# [Task to complete]
Where the string "rough" appears in a line of the material below, copy that line.

# [Given data]
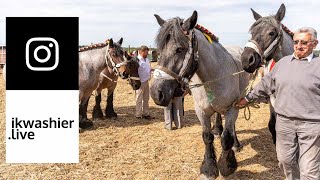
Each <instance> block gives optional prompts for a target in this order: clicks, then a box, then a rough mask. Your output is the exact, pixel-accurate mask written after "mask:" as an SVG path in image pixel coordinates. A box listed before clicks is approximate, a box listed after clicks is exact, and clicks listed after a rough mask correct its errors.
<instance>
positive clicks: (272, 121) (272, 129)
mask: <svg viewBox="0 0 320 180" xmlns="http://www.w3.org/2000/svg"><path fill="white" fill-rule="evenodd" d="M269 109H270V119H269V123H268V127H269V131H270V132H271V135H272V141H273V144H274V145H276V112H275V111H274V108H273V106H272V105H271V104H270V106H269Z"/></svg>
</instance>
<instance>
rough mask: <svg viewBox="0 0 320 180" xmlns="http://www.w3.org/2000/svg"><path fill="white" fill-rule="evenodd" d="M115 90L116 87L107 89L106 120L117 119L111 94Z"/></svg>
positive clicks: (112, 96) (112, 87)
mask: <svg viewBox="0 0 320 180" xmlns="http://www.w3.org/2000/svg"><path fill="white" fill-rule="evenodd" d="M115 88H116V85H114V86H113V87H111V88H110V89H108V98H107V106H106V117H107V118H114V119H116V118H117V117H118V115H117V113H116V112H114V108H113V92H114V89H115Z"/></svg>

# [Solution to this problem]
Each <instance> block gives optional prompts for a target in this order: clicks, then a box, then a rough mask. Your output is the exact, pixel-accurate mask written after "mask:" as an SVG path in image pixel coordinates. A box listed before clicks is approximate, a box listed after clicks is exact, and clicks listed after a rough mask correct its errors.
rough mask: <svg viewBox="0 0 320 180" xmlns="http://www.w3.org/2000/svg"><path fill="white" fill-rule="evenodd" d="M115 90L116 87L107 89L106 120L117 119L111 94Z"/></svg>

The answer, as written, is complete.